**WHAT IS NEEDED:** Up to and including the final line, retype each line of the records below, starting with the one that contains "in dark suit".

**INFORMATION GIVEN:**
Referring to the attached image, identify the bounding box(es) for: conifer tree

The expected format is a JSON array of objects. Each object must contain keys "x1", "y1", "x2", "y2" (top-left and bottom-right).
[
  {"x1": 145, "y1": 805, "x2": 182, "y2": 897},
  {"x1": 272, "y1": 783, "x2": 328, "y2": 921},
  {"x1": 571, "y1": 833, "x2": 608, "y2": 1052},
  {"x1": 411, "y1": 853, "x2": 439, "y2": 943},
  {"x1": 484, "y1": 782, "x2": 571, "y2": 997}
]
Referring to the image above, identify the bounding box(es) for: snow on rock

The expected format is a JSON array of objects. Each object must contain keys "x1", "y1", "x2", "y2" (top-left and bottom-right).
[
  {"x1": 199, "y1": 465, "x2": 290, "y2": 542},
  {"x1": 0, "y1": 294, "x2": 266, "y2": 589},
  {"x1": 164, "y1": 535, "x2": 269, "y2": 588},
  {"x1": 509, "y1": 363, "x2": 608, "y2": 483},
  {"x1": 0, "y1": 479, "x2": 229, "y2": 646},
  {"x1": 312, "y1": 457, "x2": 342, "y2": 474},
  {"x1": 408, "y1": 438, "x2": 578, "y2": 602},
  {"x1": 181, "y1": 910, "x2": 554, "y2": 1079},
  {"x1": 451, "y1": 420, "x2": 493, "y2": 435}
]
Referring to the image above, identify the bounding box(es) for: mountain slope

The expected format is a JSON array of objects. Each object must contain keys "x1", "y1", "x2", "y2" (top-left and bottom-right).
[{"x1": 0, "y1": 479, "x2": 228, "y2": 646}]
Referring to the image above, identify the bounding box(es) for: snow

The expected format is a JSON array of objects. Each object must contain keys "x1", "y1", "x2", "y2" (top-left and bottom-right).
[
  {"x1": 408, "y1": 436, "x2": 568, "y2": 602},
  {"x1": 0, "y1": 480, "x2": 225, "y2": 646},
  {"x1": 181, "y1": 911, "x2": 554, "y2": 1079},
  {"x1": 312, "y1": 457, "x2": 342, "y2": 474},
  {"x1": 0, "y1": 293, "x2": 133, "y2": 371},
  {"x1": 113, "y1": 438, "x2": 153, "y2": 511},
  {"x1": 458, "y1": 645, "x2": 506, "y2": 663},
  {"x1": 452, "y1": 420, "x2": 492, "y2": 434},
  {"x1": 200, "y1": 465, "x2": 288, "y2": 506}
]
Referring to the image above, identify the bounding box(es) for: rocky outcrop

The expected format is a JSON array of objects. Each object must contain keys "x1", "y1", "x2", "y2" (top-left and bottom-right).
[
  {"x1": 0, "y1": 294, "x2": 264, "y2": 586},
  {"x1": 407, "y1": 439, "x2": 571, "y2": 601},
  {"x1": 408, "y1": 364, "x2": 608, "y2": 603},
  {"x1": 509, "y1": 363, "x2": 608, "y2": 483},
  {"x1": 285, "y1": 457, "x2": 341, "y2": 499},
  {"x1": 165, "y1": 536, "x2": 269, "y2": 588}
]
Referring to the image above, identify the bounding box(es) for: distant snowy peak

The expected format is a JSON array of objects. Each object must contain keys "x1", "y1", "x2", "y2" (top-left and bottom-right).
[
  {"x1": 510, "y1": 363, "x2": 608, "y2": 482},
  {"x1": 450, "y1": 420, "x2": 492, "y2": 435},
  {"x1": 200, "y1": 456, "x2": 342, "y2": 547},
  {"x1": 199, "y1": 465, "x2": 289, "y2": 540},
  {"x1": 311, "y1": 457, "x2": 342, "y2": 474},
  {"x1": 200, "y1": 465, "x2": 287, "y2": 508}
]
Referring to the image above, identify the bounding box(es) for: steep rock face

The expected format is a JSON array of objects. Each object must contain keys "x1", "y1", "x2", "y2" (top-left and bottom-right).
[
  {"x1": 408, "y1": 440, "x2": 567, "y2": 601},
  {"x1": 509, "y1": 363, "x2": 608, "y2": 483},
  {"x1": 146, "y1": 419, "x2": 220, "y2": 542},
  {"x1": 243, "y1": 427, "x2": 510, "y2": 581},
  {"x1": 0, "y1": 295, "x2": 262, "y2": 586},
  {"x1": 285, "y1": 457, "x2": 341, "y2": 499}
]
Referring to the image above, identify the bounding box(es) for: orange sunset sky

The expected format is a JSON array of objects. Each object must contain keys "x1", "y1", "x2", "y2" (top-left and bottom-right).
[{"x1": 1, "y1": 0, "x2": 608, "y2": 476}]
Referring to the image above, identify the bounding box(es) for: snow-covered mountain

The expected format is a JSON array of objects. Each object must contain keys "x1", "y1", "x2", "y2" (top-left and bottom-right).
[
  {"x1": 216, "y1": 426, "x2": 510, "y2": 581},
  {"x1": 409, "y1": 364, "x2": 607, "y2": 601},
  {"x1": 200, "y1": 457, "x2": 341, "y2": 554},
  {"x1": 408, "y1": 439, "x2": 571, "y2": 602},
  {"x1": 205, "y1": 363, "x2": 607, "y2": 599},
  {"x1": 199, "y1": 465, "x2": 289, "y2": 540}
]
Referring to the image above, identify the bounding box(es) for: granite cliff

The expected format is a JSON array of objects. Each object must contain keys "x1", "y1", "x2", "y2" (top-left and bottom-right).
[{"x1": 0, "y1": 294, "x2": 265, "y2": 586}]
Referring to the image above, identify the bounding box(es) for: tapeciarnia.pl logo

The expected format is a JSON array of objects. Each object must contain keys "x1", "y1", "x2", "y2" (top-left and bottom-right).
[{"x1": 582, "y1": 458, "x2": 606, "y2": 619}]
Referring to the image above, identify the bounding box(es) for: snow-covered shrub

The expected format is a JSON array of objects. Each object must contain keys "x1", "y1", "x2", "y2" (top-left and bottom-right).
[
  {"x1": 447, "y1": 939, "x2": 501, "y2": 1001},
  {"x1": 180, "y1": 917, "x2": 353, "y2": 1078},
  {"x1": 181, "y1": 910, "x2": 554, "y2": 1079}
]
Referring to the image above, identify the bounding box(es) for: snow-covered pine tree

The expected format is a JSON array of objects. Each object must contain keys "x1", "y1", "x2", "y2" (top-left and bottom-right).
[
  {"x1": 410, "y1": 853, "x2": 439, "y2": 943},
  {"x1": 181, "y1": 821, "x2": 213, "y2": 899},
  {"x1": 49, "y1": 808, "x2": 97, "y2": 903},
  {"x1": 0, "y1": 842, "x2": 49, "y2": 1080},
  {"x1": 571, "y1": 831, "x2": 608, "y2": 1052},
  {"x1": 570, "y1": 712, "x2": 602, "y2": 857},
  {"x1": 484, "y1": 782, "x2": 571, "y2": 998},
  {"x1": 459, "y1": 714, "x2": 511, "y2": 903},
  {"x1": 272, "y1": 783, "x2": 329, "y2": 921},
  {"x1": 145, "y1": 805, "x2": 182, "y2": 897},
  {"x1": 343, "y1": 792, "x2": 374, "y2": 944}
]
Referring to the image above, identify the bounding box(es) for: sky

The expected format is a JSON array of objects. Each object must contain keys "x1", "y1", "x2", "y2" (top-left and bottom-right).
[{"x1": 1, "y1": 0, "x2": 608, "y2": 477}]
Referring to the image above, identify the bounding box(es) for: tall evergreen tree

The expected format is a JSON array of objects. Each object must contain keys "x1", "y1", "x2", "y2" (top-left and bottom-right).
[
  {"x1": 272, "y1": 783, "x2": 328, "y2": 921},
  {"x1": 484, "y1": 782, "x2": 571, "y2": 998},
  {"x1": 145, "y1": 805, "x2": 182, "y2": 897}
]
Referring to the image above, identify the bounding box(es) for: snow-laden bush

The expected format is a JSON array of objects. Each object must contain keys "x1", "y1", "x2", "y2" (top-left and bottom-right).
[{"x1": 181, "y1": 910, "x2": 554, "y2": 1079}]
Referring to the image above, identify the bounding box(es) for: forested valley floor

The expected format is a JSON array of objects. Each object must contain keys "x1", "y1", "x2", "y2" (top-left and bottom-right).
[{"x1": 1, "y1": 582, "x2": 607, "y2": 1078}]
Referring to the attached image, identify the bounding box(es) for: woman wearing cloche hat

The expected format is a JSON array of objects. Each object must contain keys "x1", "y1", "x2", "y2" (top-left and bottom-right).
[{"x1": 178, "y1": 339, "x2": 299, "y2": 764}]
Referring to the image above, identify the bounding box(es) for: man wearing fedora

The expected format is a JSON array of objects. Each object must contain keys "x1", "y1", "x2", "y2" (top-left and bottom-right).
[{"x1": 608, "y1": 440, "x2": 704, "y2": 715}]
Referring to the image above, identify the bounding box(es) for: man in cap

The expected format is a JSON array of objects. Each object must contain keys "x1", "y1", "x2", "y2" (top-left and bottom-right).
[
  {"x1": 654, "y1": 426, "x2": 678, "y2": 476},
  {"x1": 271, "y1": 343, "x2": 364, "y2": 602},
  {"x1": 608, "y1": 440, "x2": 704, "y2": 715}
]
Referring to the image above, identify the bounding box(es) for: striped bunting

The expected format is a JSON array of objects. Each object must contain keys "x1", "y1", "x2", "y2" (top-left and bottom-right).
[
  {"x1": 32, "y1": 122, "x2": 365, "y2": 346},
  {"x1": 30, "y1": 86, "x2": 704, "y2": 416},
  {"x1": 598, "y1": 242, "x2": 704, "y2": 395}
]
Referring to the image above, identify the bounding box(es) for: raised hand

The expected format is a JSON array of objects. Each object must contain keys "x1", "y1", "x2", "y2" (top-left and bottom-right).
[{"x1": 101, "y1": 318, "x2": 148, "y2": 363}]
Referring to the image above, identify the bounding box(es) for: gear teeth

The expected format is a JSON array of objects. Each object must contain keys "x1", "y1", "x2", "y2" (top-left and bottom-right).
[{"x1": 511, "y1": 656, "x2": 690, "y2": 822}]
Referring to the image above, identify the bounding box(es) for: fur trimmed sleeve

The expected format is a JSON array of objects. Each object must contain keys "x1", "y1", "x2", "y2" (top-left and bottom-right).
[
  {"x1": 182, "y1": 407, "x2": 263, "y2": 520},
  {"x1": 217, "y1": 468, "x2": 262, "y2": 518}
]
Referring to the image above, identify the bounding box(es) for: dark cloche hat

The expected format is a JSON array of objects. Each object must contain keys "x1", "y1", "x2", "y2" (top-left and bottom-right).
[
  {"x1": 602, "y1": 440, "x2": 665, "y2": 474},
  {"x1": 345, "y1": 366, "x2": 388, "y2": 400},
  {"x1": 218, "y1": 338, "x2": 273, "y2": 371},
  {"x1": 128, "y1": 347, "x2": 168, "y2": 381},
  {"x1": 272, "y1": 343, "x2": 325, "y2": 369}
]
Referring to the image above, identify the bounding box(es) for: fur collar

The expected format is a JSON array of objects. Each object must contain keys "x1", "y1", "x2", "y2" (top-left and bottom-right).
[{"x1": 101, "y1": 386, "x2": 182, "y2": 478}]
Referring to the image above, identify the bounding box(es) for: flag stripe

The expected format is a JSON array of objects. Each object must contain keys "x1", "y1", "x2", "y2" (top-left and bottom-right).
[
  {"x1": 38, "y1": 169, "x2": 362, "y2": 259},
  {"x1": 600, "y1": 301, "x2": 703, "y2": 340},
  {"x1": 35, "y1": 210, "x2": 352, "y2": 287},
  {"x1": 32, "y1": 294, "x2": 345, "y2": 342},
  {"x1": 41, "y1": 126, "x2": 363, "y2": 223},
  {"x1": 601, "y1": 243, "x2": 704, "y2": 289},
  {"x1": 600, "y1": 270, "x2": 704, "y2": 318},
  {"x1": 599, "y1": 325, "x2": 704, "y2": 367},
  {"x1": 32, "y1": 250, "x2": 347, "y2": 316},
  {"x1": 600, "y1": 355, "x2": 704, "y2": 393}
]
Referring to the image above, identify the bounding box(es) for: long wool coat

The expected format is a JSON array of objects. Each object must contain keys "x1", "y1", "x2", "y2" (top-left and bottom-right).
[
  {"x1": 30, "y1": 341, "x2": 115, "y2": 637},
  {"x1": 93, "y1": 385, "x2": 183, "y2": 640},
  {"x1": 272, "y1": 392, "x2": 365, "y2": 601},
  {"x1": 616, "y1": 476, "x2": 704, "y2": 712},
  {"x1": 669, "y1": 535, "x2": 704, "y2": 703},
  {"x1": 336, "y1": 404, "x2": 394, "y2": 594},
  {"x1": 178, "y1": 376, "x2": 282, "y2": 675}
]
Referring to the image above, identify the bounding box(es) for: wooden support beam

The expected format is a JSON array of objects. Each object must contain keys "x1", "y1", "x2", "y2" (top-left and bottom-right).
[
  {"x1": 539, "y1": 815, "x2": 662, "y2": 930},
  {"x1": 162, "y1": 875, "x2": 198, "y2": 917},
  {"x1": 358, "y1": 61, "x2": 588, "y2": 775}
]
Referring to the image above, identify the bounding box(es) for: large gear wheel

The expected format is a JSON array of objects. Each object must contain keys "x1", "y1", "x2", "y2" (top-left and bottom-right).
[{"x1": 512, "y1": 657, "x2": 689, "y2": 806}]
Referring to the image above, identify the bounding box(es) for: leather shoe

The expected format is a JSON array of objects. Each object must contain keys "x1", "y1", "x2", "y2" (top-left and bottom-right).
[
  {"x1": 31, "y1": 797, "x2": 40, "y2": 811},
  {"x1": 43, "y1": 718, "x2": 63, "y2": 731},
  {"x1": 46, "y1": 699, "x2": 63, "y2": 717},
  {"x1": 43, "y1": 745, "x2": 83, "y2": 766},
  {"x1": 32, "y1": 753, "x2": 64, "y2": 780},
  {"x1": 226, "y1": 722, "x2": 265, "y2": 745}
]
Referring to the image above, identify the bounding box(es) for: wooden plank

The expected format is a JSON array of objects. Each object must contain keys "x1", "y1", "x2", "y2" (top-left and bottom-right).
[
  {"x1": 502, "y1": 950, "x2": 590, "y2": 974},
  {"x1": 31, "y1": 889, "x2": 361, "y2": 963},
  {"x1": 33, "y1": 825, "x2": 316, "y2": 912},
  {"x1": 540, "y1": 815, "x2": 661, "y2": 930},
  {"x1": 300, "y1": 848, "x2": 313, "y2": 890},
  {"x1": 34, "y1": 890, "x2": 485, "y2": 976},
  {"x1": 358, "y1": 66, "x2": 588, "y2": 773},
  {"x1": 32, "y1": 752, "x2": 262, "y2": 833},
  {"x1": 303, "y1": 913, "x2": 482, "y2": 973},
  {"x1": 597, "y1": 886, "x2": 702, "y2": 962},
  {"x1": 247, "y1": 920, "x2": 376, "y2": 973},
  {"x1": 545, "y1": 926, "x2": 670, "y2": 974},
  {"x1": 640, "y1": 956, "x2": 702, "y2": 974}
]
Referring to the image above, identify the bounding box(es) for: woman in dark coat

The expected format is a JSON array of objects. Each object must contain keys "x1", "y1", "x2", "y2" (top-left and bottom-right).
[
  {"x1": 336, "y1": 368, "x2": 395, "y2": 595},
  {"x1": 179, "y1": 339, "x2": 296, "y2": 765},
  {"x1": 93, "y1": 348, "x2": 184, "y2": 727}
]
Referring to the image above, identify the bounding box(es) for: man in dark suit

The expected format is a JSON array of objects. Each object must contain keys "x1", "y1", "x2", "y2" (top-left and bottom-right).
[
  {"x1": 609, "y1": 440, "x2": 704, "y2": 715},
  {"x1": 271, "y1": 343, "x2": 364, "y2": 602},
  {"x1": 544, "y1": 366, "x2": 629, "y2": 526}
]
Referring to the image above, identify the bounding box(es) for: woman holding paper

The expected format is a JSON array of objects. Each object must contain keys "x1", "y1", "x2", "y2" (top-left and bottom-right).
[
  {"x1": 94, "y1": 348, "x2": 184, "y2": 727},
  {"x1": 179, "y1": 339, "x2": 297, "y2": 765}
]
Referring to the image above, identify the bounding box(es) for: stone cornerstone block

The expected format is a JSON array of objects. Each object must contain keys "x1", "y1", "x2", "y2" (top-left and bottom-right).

**TASK ANSWER:**
Referring to the image above, identify the bounding box(es) for: man in dark suit

The expected format is a JSON array of objects. Each object must contain keys "x1", "y1", "x2", "y2" (top-left and bottom-right).
[
  {"x1": 609, "y1": 440, "x2": 704, "y2": 715},
  {"x1": 271, "y1": 343, "x2": 364, "y2": 602},
  {"x1": 544, "y1": 366, "x2": 629, "y2": 526}
]
Referring to the image above, identify the bounding box(es) for: woman holding paper

The expected format is a JSON array of objects. Each object must contain keys "x1", "y1", "x2", "y2" (top-left and bottom-right).
[
  {"x1": 94, "y1": 348, "x2": 184, "y2": 727},
  {"x1": 179, "y1": 339, "x2": 297, "y2": 765}
]
Referring to the image above, identify the bounding box(es) for: stone cornerstone block

The expected format is a JSON array of objects. Each object must contain keys "x1", "y1", "x2", "y2" (top-left and bottom-right).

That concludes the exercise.